▶ [Source excerpt]:
App deployment on Windows
Richmond
richmondmathewson at gmail.com
Sat Jul 3 16:16:26 EDT 2010
On 07/03/2010 10:27 PM, stephen barncard wrote:
> but you are the admin.
>
> On 3 July 2010 11:31, Richmond<richmondmathewson at gmail.com> wrote:
>
>> On 07/03/2010 08:41 PM, charles61 wrote:
>>
>>> Richmond
>>>
>>> I am concern about the location of the installation because of the
>>> virtualization that Vista and Windows 7 employs.
>>>
>>> Charles Szasz
>>> cszasz at mac.com
>>>
>> Thanks for explaining that.
>>
>> However: having, temporarily, installed RunRev on a machine running Vista;
>> built a standalone
>> (on the desktop) and having run the standalone directly from where it was
>> built, I can say that
>> everything worked in an extremely unproblematic fashion.
>>
>> _______________________________________________
>>
Err . . . Yes; but I (probably naively) assumed that if you are
marketing software
the Admin person would be the one who was installing it and setting the
user privileges
to it.

▶ [What this task involves]: From the Windows deployment post, copy the stretch from "App deployment on" through "are the admin." word for word.

▶ [Data lines]:
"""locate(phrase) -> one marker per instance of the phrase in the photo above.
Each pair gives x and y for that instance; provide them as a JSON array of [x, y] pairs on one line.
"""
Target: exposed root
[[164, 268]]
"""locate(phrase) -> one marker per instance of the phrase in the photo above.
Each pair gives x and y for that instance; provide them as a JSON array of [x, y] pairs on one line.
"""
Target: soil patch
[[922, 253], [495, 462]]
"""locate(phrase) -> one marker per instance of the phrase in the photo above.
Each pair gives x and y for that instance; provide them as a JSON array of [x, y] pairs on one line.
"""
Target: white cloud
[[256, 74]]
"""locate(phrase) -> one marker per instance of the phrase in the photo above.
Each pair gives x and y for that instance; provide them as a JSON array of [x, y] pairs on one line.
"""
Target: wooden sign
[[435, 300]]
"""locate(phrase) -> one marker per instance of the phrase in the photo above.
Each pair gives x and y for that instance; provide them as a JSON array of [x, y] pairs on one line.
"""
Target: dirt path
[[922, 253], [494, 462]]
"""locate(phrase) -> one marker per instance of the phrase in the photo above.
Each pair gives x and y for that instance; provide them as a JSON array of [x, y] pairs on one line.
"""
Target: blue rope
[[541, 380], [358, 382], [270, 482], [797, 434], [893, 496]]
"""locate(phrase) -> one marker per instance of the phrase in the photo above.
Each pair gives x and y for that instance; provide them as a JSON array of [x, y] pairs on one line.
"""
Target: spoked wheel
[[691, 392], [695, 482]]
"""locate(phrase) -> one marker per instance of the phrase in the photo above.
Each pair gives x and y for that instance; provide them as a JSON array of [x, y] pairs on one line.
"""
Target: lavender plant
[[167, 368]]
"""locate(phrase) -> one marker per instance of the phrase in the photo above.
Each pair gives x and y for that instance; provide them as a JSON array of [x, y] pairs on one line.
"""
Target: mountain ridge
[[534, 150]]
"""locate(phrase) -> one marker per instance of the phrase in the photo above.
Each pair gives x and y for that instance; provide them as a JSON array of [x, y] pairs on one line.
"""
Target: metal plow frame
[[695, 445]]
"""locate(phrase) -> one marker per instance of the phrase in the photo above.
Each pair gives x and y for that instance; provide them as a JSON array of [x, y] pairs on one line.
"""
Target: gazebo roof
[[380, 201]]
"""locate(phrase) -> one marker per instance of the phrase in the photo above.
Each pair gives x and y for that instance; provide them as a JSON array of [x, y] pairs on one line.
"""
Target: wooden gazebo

▶ [Solution]:
App deployment on Windows
Richmond
richmondmathewson at gmail.com
Sat Jul 3 16:16:26 EDT 2010
On 07/03/2010 10:27 PM, stephen barncard wrote:
> but you are the admin.